§ Aufgabe A: Übersetze aus dem Auszug über Bildpostkarten den Satz „Die Unterteilung in eine Bildseite und eine Textseite für alles Handschriftliche setzte sich erst 1905 durch.“ ins Englische.
§ Aufgabe B: Schreib aus dem Auszug über Bildpostkarten den Abschnitt von „Um 1900 wurden“ bis einschließlich „Ausdruck dieser Entwicklungen.“ wortgetreu ab.

§ Vorliegender Auszug:
================================
Die Bildpostkarten in Peter Plewkas Sammlung wurden größtenteils zwischen 1890 und 1945 gedruckt und verschickt. Die erste Postkarte überhaupt wurde 1869, also einige Jahre früher, durch die österreichisch-ungarische Post versendet. Anfangs kursierten „Correspondenzkarten“ ohne Motive, bei denen die Vorder- und Rückseiten für Anschrift und Text genutzt wurden. Die ersten Postkarten mit Motiven wurden weiterhin beschrieben. Die Unterteilung in eine Bildseite und eine Textseite für alles Handschriftliche setzte sich erst 1905 durch. Diese Bildpostkarten werden heute „Ansichtskarten” genannt.
Um 1900 wurden im Kaiserreich etwa 500 Millionen Postkarten verschickt. Die rasante Verbreitung der Postkarte hing mit der zunehmenden Mobilität im nationalen und internationalen Raum zusammen. Die Postkarte wurde schnell zum Medium der Massen: Die Industrialisierung und Wehrpflicht zogen Menschen in die Städte, die per Postkarte Kontakt mit ihren Familien hielten. Auch die koloniale Expansion des Kaiserreichs führte dazu, dass Bilder und Berichte darüber gefragt waren. Die Kommunikation per Bildpostkarte ist ein historischer Ausdruck dieser Entwicklungen.
================================
§ Extrahierte Datensätze:
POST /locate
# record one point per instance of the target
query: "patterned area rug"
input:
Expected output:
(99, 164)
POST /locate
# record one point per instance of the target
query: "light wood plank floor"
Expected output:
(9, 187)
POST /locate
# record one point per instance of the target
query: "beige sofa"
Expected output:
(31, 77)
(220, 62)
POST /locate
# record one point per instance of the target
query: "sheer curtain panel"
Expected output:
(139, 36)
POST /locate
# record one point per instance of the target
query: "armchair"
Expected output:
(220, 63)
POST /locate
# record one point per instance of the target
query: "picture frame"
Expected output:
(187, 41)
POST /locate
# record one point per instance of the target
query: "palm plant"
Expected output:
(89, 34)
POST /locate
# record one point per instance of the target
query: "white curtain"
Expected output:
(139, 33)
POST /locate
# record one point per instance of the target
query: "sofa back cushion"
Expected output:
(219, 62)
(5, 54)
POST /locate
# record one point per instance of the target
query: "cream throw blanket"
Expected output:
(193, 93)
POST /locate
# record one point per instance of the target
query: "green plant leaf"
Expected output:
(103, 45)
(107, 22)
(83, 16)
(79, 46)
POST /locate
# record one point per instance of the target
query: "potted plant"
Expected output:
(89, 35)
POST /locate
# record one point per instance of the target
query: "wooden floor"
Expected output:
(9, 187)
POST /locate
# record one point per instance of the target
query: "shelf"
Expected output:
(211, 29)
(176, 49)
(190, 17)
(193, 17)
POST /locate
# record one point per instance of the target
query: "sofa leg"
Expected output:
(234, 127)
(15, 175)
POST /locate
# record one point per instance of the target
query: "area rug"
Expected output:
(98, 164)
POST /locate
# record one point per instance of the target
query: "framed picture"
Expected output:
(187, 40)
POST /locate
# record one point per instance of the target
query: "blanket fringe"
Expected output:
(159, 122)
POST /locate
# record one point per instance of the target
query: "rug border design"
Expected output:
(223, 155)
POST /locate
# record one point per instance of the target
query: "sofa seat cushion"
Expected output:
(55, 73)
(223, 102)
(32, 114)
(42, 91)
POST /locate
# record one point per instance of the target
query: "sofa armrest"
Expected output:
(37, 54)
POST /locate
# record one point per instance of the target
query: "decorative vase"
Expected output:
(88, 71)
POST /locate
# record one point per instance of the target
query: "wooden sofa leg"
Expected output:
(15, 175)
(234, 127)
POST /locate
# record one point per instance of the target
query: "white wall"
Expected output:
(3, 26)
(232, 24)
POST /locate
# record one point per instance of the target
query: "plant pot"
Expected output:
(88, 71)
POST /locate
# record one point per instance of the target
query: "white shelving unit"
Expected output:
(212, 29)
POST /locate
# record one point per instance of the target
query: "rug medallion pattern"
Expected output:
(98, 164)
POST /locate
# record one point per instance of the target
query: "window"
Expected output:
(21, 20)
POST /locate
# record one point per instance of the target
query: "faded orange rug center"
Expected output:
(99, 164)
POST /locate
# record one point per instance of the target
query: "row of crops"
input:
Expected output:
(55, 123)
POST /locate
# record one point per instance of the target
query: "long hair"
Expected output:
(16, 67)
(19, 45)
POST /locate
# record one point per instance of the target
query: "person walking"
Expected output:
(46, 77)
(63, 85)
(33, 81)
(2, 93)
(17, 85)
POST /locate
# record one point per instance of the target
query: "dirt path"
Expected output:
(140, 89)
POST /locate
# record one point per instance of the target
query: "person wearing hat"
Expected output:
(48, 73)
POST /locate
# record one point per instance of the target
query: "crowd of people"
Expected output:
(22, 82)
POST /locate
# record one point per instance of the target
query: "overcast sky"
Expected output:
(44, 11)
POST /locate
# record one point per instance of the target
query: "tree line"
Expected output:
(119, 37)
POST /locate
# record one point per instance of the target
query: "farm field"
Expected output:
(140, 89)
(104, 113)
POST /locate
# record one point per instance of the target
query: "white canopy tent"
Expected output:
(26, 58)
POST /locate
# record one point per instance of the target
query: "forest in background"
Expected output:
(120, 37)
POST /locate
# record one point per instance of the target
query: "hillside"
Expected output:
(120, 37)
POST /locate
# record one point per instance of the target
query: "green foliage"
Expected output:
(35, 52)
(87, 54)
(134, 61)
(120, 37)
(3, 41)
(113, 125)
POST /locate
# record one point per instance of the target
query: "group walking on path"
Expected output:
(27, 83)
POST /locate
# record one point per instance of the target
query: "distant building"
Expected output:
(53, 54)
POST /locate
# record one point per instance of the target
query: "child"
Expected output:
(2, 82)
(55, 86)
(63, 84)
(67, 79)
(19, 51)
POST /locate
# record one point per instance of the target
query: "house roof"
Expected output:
================================
§ Antwort A: The division into a picture side and a text side for everything handwritten did not become established until 1905.

§ Antwort B:
Um 1900 wurden im Kaiserreich etwa 500 Millionen Postkarten verschickt. Die rasante Verbreitung der Postkarte hing mit der zunehmenden Mobilität im nationalen und internationalen Raum zusammen. Die Postkarte wurde schnell zum Medium der Massen: Die Industrialisierung und Wehrpflicht zogen Menschen in die Städte, die per Postkarte Kontakt mit ihren Familien hielten. Auch die koloniale Expansion des Kaiserreichs führte dazu, dass Bilder und Berichte darüber gefragt waren. Die Kommunikation per Bildpostkarte ist ein historischer Ausdruck dieser Entwicklungen.